## PROBLEM TO WORK ON
Would you repeat every line below exactly, please?

## DATA TO EXAMINE

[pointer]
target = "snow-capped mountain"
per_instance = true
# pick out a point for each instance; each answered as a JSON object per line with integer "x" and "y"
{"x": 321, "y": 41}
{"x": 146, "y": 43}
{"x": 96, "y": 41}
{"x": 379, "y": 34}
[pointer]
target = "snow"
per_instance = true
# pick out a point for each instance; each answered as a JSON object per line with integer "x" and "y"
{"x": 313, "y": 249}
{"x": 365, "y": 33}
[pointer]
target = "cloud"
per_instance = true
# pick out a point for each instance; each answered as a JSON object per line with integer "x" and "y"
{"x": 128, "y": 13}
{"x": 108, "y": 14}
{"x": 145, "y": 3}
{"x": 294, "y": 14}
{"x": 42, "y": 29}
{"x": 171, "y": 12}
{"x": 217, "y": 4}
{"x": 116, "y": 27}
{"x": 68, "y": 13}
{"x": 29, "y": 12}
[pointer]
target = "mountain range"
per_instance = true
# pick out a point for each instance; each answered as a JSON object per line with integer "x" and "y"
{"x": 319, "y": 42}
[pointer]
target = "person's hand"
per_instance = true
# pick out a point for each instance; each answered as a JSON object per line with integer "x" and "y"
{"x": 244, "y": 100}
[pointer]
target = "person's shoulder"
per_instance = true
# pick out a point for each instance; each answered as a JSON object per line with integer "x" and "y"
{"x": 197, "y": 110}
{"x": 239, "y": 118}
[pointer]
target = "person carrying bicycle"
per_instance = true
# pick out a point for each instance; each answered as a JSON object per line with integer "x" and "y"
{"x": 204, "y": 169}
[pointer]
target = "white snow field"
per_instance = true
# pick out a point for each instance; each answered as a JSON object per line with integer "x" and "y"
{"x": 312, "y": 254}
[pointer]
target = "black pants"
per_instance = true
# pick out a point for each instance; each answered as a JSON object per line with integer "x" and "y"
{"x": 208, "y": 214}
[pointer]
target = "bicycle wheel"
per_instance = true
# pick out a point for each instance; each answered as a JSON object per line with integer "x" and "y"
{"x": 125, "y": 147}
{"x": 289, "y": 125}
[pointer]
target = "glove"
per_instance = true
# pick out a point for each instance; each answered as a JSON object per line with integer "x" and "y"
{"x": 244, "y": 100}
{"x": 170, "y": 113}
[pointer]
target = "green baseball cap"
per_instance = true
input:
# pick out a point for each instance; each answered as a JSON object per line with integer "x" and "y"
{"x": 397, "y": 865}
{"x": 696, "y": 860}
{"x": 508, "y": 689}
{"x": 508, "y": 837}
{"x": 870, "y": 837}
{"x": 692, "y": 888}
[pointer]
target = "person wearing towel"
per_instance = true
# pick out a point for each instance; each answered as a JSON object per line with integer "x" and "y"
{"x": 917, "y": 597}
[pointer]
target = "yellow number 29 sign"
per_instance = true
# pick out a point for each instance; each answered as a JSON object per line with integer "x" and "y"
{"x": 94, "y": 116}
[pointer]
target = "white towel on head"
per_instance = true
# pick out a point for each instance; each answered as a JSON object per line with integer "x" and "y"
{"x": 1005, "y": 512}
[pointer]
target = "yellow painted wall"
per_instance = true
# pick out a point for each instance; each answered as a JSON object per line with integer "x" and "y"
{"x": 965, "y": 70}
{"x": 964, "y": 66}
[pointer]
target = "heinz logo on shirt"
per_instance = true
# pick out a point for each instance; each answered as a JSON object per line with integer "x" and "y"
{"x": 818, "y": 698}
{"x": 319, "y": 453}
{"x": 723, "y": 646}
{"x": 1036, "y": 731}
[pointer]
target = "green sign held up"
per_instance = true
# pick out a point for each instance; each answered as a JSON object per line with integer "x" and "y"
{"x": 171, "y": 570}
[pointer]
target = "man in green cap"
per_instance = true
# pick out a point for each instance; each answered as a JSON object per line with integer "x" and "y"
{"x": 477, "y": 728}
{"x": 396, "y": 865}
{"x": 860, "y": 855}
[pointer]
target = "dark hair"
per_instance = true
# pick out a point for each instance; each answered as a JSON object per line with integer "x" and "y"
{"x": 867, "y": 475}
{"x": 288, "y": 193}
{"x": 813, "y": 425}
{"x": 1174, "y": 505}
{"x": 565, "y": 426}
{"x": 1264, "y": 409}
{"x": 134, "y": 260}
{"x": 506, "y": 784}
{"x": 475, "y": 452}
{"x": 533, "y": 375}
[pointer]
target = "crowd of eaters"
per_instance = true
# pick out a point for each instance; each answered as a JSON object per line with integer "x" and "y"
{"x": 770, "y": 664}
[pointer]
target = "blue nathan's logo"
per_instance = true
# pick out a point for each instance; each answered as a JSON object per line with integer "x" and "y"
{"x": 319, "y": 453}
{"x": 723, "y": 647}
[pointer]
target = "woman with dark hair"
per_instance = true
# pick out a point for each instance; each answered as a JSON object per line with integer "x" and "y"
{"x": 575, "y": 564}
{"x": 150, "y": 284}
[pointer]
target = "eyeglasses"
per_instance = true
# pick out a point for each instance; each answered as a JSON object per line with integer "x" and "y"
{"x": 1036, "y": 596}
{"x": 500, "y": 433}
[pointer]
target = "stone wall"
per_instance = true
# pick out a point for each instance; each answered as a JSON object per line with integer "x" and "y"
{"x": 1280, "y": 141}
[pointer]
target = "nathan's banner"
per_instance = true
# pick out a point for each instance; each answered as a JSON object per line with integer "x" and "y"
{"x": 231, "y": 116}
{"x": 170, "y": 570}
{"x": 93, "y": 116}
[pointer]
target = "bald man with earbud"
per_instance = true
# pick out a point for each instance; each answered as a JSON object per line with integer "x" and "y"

## EXERCISE OUTPUT
[pointer]
target = "snow-capped mountain"
per_instance = true
# pick out a point for each instance; each answered as a JSON object per line with integer "x" and "y"
{"x": 321, "y": 41}
{"x": 146, "y": 43}
{"x": 96, "y": 41}
{"x": 379, "y": 34}
[pointer]
target = "snow"
per_instance = true
# pick out a point for each instance; each answered as a JSON object per line with integer "x" and "y"
{"x": 313, "y": 249}
{"x": 365, "y": 33}
[pointer]
target = "cloud"
per_instance = true
# pick out a point for each instance; each answered as a JSON object per line with integer "x" and "y"
{"x": 128, "y": 13}
{"x": 108, "y": 14}
{"x": 145, "y": 3}
{"x": 294, "y": 14}
{"x": 42, "y": 29}
{"x": 171, "y": 12}
{"x": 217, "y": 4}
{"x": 116, "y": 27}
{"x": 68, "y": 13}
{"x": 29, "y": 12}
[pointer]
target = "mountain range"
per_instance = true
# pick out a point for each instance; each answered as a JSON object per line with integer "x" and "y"
{"x": 319, "y": 42}
[pointer]
target = "person's hand"
per_instance = true
# pick out a point for each instance; each answered as a JSON object per line with integer "x" and "y"
{"x": 244, "y": 100}
[pointer]
target = "person's shoulder"
per_instance = true
# pick out a point for each instance; each answered as a JSON object per line with integer "x" and "y"
{"x": 197, "y": 110}
{"x": 239, "y": 118}
[pointer]
target = "person carrying bicycle"
per_instance = true
# pick out a point for each instance; each answered as a JSON object per line with integer "x" and "y"
{"x": 204, "y": 169}
[pointer]
target = "white snow field"
per_instance = true
# pick out a point for each instance; each answered as a JSON object per line with integer "x" and "y"
{"x": 312, "y": 254}
[pointer]
target = "black pants"
per_instance = true
# pick out a point for each instance; each answered as a JSON object per line with integer "x" and "y"
{"x": 208, "y": 214}
[pointer]
target = "bicycle wheel"
per_instance = true
# pick out a point for each instance; each answered as a JSON object per line with integer "x" and "y"
{"x": 125, "y": 147}
{"x": 289, "y": 125}
[pointer]
target = "glove"
per_instance = true
# pick out a point for each instance; each answered as a JSON object per line with integer "x" and "y"
{"x": 244, "y": 100}
{"x": 170, "y": 113}
[pointer]
target = "green baseball cap"
per_instance = true
input:
# pick out a point for each instance; each answered as a JSON object per line with integer "x" and "y"
{"x": 397, "y": 865}
{"x": 696, "y": 860}
{"x": 508, "y": 689}
{"x": 508, "y": 837}
{"x": 870, "y": 837}
{"x": 692, "y": 888}
[pointer]
target = "person wearing towel"
per_instance = true
# pick out a point for each instance; each answered as a JSON object per line with integer "x" and "y"
{"x": 917, "y": 597}
[pointer]
target = "yellow number 29 sign"
per_instance = true
# pick out a point for each instance; each answered as a JSON object per line with integer "x" and "y"
{"x": 94, "y": 116}
[pointer]
target = "white towel on head"
per_instance = true
# pick out a point for each instance; each answered as a JSON object per line with integer "x" and "y"
{"x": 1005, "y": 512}
[pointer]
target = "yellow painted wall"
per_instance = true
# pick out a point for each instance; each answered as a JSON object per line with integer "x" and "y"
{"x": 965, "y": 70}
{"x": 964, "y": 66}
[pointer]
target = "heinz logo on shirt"
per_instance = true
# pick out a point for each instance; each answered as a JSON object per line with integer "x" and "y"
{"x": 818, "y": 698}
{"x": 319, "y": 453}
{"x": 723, "y": 646}
{"x": 1036, "y": 731}
[pointer]
target = "green sign held up"
per_instance = true
# pick out a point for each instance; each answered as a JSON object per line with integer "x" and "y"
{"x": 171, "y": 570}
[pointer]
target = "man in green cap"
per_instance = true
# pick out a point for each instance; each answered as a JSON object per line with integer "x" and "y"
{"x": 477, "y": 728}
{"x": 396, "y": 865}
{"x": 860, "y": 855}
[pointer]
target = "dark hair"
per_instance = true
# pick out a point for each instance; each answered as a JSON object per line with integer "x" and "y"
{"x": 867, "y": 475}
{"x": 288, "y": 193}
{"x": 813, "y": 425}
{"x": 1174, "y": 505}
{"x": 565, "y": 426}
{"x": 1264, "y": 409}
{"x": 134, "y": 260}
{"x": 506, "y": 784}
{"x": 475, "y": 452}
{"x": 533, "y": 375}
[pointer]
target = "crowd of eaters"
per_instance = true
# pick out a point for each instance; each answered as a JSON object per line with integer "x" and "y"
{"x": 770, "y": 664}
[pointer]
target = "blue nathan's logo"
per_instance = true
# pick out a point for each instance; each answered as a JSON object per line with integer "x" and "y"
{"x": 319, "y": 453}
{"x": 723, "y": 647}
[pointer]
target = "woman with dark hair"
per_instance = true
# pick out a point for each instance; each answered as a JSON object per line with integer "x" and "y"
{"x": 575, "y": 564}
{"x": 150, "y": 284}
[pointer]
target = "eyeglasses"
per_instance = true
# pick out a point for each instance; each answered as a JSON object per line with integer "x" and "y"
{"x": 1036, "y": 596}
{"x": 500, "y": 433}
[pointer]
target = "stone wall"
per_instance = true
# pick out a point for each instance; each answered as a JSON object per line with integer "x" and "y"
{"x": 1280, "y": 141}
[pointer]
target = "nathan's banner"
per_instance = true
# pick out a point for each instance; each answered as a JSON object per line with integer "x" and "y"
{"x": 231, "y": 116}
{"x": 170, "y": 570}
{"x": 93, "y": 116}
[pointer]
target = "bald man with earbud"
per_instance = true
# pick out a point for each instance; each answered as a JSON object per line with integer "x" and "y"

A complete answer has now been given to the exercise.